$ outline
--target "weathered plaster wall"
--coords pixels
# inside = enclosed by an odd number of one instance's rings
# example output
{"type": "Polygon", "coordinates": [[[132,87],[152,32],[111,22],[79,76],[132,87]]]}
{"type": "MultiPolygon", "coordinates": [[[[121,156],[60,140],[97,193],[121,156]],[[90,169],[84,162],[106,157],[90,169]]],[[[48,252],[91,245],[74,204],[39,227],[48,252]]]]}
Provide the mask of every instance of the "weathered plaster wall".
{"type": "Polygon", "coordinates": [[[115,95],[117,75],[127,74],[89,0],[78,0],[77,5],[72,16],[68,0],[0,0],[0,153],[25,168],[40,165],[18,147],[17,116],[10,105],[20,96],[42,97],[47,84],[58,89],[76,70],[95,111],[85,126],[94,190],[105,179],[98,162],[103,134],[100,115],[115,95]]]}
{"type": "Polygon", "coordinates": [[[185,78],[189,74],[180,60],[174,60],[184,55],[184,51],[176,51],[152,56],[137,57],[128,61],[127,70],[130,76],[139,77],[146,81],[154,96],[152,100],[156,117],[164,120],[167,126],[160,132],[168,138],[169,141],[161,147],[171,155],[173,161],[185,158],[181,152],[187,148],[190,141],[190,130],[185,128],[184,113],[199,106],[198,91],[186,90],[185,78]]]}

- TASK
Copy every row above verbatim, keeping each on its own line.

- WRITTEN ANSWER
$ outline
--target "weathered plaster wall"
--coords pixels
# inside = enclosed by an odd number of one instance's rings
# example output
{"type": "Polygon", "coordinates": [[[132,87],[152,32],[111,22],[79,76],[132,87]]]}
{"type": "MultiPolygon", "coordinates": [[[[121,156],[60,140],[97,193],[121,156]],[[90,169],[84,162],[106,157],[90,169]]],[[[48,252],[91,245],[74,204],[39,227],[48,252]]]]}
Provide the mask of every instance of the "weathered plaster wall".
{"type": "Polygon", "coordinates": [[[115,95],[117,75],[127,74],[89,0],[78,0],[77,5],[72,16],[68,0],[0,0],[0,153],[25,168],[40,165],[18,147],[17,116],[10,105],[20,96],[42,97],[47,84],[58,89],[76,70],[95,111],[85,126],[94,190],[105,179],[98,162],[103,134],[100,115],[115,95]]]}
{"type": "Polygon", "coordinates": [[[185,78],[189,74],[180,60],[174,60],[184,55],[184,51],[176,51],[152,56],[137,57],[128,61],[127,70],[130,76],[139,77],[146,81],[154,96],[152,100],[156,117],[164,120],[167,126],[160,132],[168,138],[169,141],[161,147],[171,155],[173,161],[185,158],[181,152],[187,148],[190,141],[190,130],[185,128],[184,113],[199,106],[198,91],[186,90],[185,78]]]}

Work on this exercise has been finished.